Stated task - Reproduce verbatim the stretch of the records from the line containing "the car windshield" through the line containing "pixel 23 135", and nothing else.

Data -
************

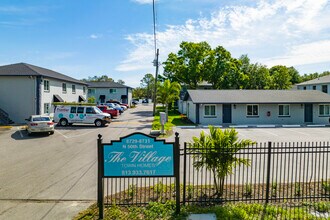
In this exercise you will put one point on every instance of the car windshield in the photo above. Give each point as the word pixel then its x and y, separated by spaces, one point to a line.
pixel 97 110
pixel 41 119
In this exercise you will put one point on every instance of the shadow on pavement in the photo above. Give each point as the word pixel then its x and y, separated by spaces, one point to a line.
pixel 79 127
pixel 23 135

************

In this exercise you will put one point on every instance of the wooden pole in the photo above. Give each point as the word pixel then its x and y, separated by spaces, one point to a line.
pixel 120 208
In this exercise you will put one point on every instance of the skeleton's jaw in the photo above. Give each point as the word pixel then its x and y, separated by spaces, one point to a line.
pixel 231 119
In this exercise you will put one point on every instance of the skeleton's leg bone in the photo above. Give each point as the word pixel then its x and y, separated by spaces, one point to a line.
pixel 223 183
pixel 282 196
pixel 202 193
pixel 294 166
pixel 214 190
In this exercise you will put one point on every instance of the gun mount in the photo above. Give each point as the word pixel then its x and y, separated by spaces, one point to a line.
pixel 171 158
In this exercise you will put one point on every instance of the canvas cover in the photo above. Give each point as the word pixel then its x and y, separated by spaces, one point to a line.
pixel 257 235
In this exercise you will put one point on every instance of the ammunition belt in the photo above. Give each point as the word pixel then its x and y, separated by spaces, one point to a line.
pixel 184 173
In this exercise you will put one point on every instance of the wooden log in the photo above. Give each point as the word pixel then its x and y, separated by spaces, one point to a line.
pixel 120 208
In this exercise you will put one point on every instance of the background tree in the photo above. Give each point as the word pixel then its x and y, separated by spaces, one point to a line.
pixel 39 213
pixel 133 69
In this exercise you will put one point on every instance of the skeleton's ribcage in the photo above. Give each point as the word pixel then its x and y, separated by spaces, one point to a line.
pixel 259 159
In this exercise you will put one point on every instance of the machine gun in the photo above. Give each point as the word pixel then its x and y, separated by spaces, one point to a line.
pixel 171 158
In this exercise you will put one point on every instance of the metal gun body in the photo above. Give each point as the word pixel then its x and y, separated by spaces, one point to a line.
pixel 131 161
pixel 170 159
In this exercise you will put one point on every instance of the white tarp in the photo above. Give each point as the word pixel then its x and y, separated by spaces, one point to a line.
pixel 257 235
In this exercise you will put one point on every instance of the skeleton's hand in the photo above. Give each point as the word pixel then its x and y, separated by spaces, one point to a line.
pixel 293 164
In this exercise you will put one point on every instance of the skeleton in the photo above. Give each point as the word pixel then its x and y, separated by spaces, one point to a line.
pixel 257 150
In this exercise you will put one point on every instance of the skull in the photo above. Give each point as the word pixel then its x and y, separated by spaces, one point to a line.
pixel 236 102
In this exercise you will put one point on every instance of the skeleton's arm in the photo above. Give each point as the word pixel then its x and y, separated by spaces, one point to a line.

************

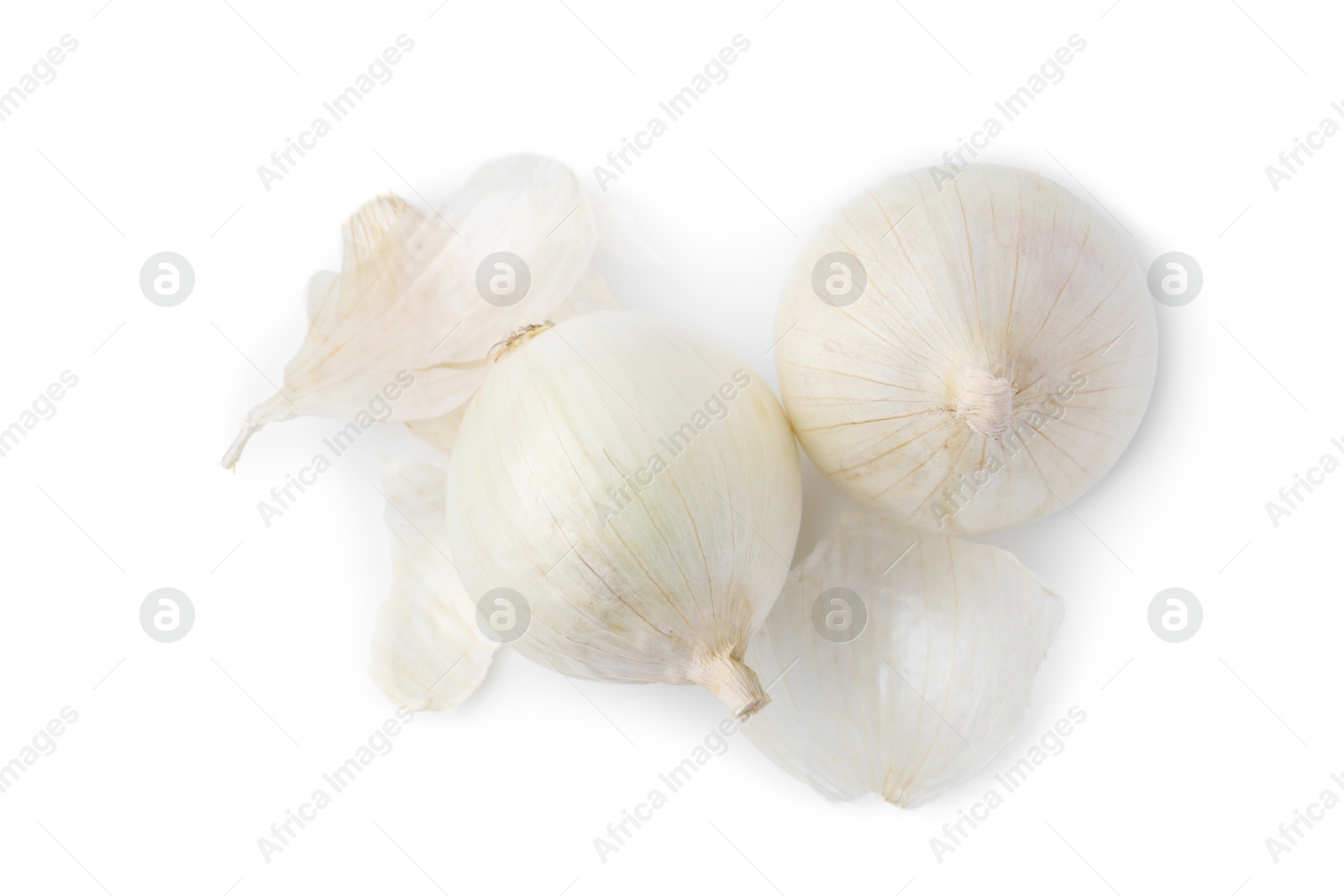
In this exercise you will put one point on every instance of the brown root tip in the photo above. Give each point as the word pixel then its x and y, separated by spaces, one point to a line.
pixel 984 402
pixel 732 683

************

Finished task -
In this exercise you will put one point on every instance of the car windshield in the photo above. Give each point as the word pixel then its x and y, separated by spaces, one point to a line.
pixel 97 110
pixel 41 119
In this exercise you will put one point on every instance of the shadow on pavement in the photo above. Give each point as the word pixel then its x and y, separated by spaces, one point to a line.
pixel 79 127
pixel 23 135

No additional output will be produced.